WHAT YOU WILL DO
Word-for-word reproduction, images excluded: copy every entry below.

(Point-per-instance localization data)

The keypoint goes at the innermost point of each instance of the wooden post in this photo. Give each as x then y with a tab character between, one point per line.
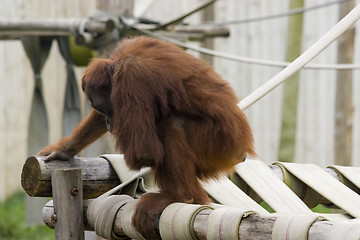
291	87
343	102
115	8
68	203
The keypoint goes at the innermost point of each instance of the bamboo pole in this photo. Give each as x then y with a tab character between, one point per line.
254	226
343	102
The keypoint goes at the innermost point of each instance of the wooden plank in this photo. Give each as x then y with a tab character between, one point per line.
343	102
68	203
97	174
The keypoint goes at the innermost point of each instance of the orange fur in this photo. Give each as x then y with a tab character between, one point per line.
167	110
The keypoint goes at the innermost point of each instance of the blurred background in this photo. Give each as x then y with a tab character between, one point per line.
313	118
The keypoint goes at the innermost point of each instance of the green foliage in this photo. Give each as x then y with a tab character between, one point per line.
12	221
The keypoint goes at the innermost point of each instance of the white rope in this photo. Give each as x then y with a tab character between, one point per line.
303	59
248	60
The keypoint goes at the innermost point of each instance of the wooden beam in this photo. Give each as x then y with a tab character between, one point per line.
254	226
344	103
97	174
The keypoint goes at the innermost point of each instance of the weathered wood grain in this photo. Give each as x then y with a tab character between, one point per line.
97	174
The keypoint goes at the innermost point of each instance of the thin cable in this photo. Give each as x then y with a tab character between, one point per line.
248	60
273	16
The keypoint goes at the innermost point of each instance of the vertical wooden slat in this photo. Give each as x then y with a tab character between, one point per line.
68	203
291	87
343	102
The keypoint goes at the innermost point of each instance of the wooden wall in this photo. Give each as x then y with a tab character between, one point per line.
263	40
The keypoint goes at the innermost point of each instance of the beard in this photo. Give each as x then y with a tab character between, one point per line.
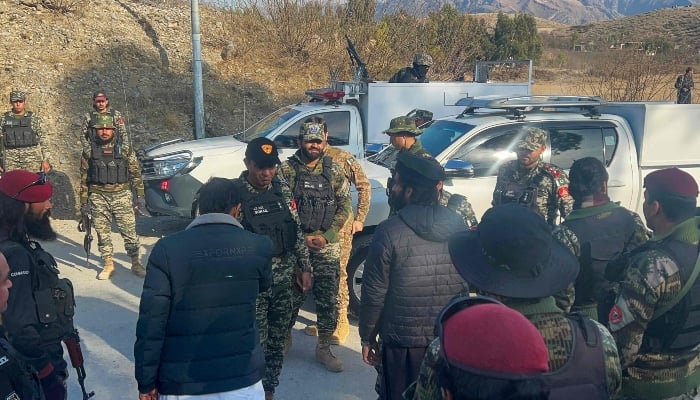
398	201
39	226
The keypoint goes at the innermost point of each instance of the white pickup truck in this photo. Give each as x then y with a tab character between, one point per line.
632	139
356	112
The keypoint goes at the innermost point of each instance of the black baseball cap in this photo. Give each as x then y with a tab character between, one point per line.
263	152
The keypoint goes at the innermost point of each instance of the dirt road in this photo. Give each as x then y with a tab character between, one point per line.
106	317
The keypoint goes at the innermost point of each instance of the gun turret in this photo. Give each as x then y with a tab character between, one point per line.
360	73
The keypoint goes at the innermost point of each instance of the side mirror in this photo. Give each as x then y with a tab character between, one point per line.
459	169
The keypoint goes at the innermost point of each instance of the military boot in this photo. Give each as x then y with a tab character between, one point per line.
324	354
342	330
107	269
136	267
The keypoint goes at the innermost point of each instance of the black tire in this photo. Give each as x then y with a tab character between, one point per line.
358	254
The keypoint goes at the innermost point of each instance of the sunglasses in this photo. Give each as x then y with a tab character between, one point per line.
40	181
456	305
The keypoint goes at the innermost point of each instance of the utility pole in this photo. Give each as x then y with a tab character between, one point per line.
197	73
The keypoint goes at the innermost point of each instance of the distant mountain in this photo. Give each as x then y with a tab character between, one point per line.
570	12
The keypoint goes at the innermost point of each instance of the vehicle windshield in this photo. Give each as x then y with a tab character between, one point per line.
267	124
436	137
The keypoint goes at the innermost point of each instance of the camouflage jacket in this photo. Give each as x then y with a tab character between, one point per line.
135	179
568	238
340	185
407	75
284	266
118	123
41	152
557	334
355	175
550	183
651	280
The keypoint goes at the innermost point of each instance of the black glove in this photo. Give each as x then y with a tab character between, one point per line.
54	387
141	207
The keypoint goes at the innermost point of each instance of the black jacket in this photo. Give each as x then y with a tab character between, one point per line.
21	317
409	276
196	332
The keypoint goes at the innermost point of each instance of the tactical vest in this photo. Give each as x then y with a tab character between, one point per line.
55	302
601	240
107	164
677	330
583	376
18	132
267	213
315	198
17	377
92	132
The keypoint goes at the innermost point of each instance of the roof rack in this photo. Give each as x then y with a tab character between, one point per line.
518	105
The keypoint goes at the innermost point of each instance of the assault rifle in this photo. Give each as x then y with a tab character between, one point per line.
72	342
360	66
85	225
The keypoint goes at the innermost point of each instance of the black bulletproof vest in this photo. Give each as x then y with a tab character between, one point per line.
55	301
16	375
267	213
17	132
601	240
315	197
677	330
583	376
107	164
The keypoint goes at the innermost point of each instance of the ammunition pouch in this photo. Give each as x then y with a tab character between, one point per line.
18	132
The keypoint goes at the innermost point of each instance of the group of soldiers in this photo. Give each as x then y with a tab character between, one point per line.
109	170
577	264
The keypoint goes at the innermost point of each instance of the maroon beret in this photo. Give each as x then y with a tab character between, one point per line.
494	338
672	181
26	186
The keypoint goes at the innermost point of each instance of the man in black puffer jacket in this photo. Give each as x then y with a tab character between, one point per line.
196	333
408	275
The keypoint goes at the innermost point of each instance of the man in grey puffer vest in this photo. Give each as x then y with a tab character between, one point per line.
408	274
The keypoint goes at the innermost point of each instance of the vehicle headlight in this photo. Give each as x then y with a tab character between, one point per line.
166	166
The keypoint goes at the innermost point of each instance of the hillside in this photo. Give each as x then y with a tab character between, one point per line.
140	53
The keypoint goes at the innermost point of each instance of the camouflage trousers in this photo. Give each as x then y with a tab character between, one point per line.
28	158
345	240
273	312
118	206
326	264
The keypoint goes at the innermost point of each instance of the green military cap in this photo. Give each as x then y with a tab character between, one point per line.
423	59
532	139
104	122
16	95
425	166
403	124
311	131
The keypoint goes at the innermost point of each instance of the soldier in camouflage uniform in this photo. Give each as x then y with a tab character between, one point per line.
100	107
323	200
519	239
656	317
108	171
403	135
268	208
417	73
356	176
596	231
532	182
25	143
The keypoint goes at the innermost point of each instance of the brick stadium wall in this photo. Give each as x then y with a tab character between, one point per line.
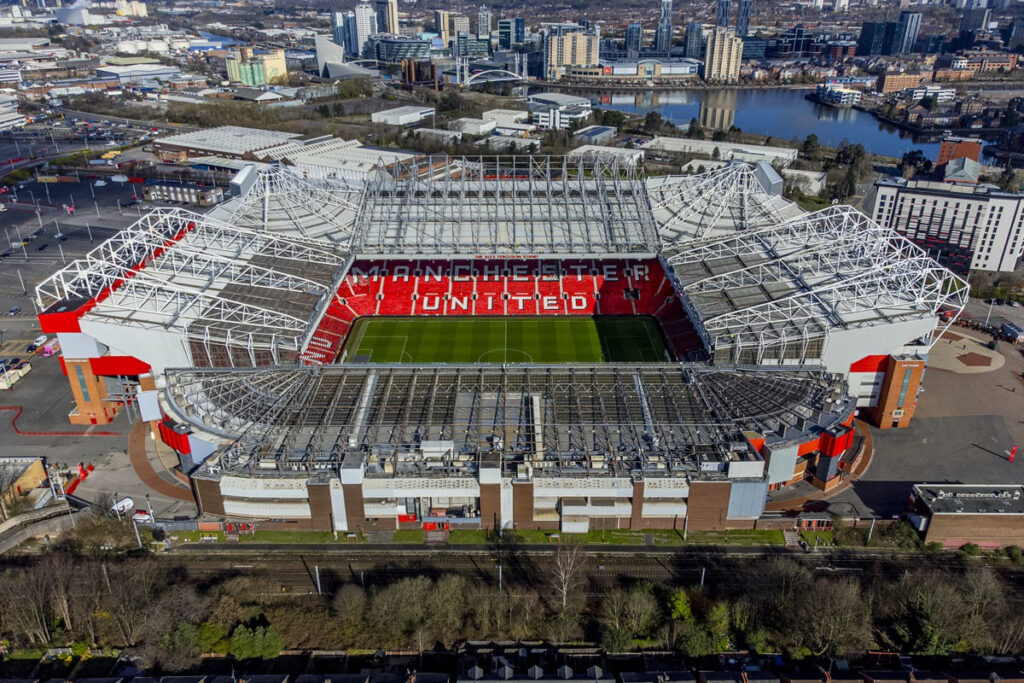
709	506
208	496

RESULT OF THIS TASK
The keypoint goes at the innermost point of each instance of the wooden post in this photo. Give each as x then y with a tab character between, one point per line.
291	87
343	102
115	8
68	203
The keypoint goes at the innermost point of each instance of the bamboo pole in this photo. Give each as x then y with a tab character between, one point per line.
254	226
343	102
The keypoint goes at the innermost point of each instance of the wooden plank in this photo. Give each as x then y with a tab character between, one point per line.
343	102
68	203
97	174
The keypoint goes at the innermost point of each instance of the orange fur in this photo. Give each as x then y with a tab character between, one point per line.
167	110
The keypoint goes at the innermost point of each instance of the blurred background in this photo. Give each as x then y with a tab character between, one point per line.
313	118
The keypoint goes at the innermost point of each instance of the green foliage in this photo. Give each as x then y with a tab character between, one point per line.
12	221
The keypoint goes at the innermost point of each instance of the white rope in this photo. Give each as x then y with a tab character between, one point per line.
303	59
248	60
The keypoint goes at the innermost point of each instance of the wooden beam in this photo. Give each as x then y with a tab character between, one point per line.
254	226
344	103
97	174
The keypoint goes at the innermost point of each instance of the weathered wood grain in this photo. Give each as x then y with a tab character between, one point per line.
97	174
The keypoint goes at the innermost point of each instance of the thin cable in this photo. Give each as x then y with a tab character between, one point per line.
248	60
273	16
The keypoint goes at the innermost point of each instance of the vertical wooden slat in this photo. Give each as x then y with a tab character between, one point per line.
68	203
291	87
343	102
The keypoint goes at the innermost point of each instance of the wooden wall in this photo. Give each as x then y with a tab character between, one point per line.
263	40
The keypoint goes at the innermost point of each instance of the beard in this photo. Give each as x then y with a tab character between, one point per line.
398	201
39	226
The keypoint goes at the innermost point of each instance of the white pickup truck in this photo. Give each as x then y with a tab character between, one point per line.
632	139
356	112
The keypoint goes at the innermost point of each instance of the black baseball cap in this photo. Give each as x then y with a tab character between, one point per line.
263	152
The keypoint goes at the innermost point of each instance of the dirt road in this photo. Give each as x then y with a tab character between, one point per line.
106	317
The keypoint goes at the innermost point of each instance of the gun turret in this photo. Give each as x then y with a tab character between, one point per line.
360	73
The keypoint goes at the innermost point of each instance of the side mirror in this photo. Give each as x then y with a tab character between, one point per line.
459	169
The keypoint goes at the innermost point of each instance of the military boot in this photo. Give each as x then y with a tab character between, one point per line.
324	354
342	330
107	269
136	267
The keypoint goes at the innermost point of each instance of the black tire in this photo. Give each as x then y with a tab character between, one point per line.
358	254
The keypoint goes at the innermost point of each instance of the sunglasses in this photo. Give each as x then y with a tab character between, one point per line.
40	181
456	305
The keypoint goes at the innermost point of each instance of the utility pole in this photo. Give each as x then y with a tab character between, one point per line.
197	73
The keypoint goes at the innermost point of each instance of the distant mountain in this photo. Give each as x then y with a tab character between, one point per line.
570	12
The keypoint goes at the innermost point of each instance of the vehicle windshield in this photo. Give each as x then y with a tab character between, one point per line.
267	124
436	137
The keypoint goes at the innermost point of each instance of the camouflage jacket in this photo. Give each as x then y with a tab character between, one point per line.
135	179
568	238
340	185
407	75
284	266
118	123
41	152
557	334
355	175
550	183
651	280
The keypoint goes at the innermost point of each instance of the black glove in this photo. Give each as x then y with a tab character between, one point per line.
54	387
141	207
The keypoint goes at the innermost point of each instance of the black jacket in this photo. Give each as x then y with a tab character between, one point per line.
21	317
409	276
196	332
The keypoint goes at the innermost point of each instance of the tactical vest in this photo. Give each as x then y with a tab character between, one point per line.
55	302
601	240
107	164
677	330
583	376
18	132
267	213
315	198
17	377
92	132
The keypoint goes at the innermost point of each instance of the roof rack in this photo. Give each as x then y with a tab character between, one point per line.
518	105
The keypoint goes at the innermost point of each instance of the assault rifle in this photo. Give each as x then y with a tab character between, one point per line.
72	342
360	66
85	225
The keypoint goes at the innermost point of each instance of the black bulletproof vest in this photo. Give each as x then y with a tab character between, one point per line.
55	301
16	375
267	213
17	132
601	240
315	197
677	330
583	376
107	164
The keypoint goes at the innermost point of each instance of the ammunition pouch in this photo. Give each as x then y with a tab character between, one point per line.
18	132
The keypoint goes at the innermost point of each instance of the group of soldiers in this photo. Give each as x then y with a tab character between, one point per line.
109	170
577	264
The keypoint goes at the innermost point of each instance of the maroon beret in this photo. Give each as x then y with a tab character between, one point per line.
494	338
672	181
26	186
The keypoint goes at the innermost point of each instance of the man in black puffer jacket in this photo. Give each as x then y with a tab character between, one point per line.
196	333
408	275
The keypoint goes at the innermost point of each instance of the man in grey puffer vest in this photo. Give each as x then y with a tab character between, one point per line.
408	274
The keypoint goes at the innermost point of each instance of the vehicle headlight in this photo. Give each as x then y with a tab character between, one point per line.
166	166
The keypoint goes at the innermost point of each instance of the hillside in this photo. Give each as x then y with a tab character between, one point per line.
140	53
The keypoint goes at the innermost point of each instance of the camouflage trousers in this photo. Give each as x then y with a tab character between, one point per line.
28	158
345	240
273	312
118	206
326	264
The keypoint goes at the innermost point of each instance of the green military cap in this photo. Give each as x then y with a tab character between, one point per line.
423	59
532	139
104	122
16	95
425	166
403	124
311	131
The keypoint goes at the innermost point of each instance of the soldier in camouflage uniform in this photo. Give each as x then y with a tab character between, one point per line.
100	107
323	200
519	239
656	317
108	171
403	135
268	208
417	73
356	176
596	231
532	182
25	143
The keypoint goes at the innermost point of each instance of the brick stadium wall in this photo. Give each as x then y with a tab character between, one point per line.
709	506
208	496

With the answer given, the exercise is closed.